== WORK REQUIRED ==
Copy out, from the entries below, each line that holds the string "point".

== RECORDS PROVIDED ==
= = = = = = =

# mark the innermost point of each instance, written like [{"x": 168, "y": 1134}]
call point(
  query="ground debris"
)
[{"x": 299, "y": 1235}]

= = = = = = =

== YOUR SOLUTION ==
# mark the innermost point of each instance, written like [{"x": 168, "y": 1134}]
call point(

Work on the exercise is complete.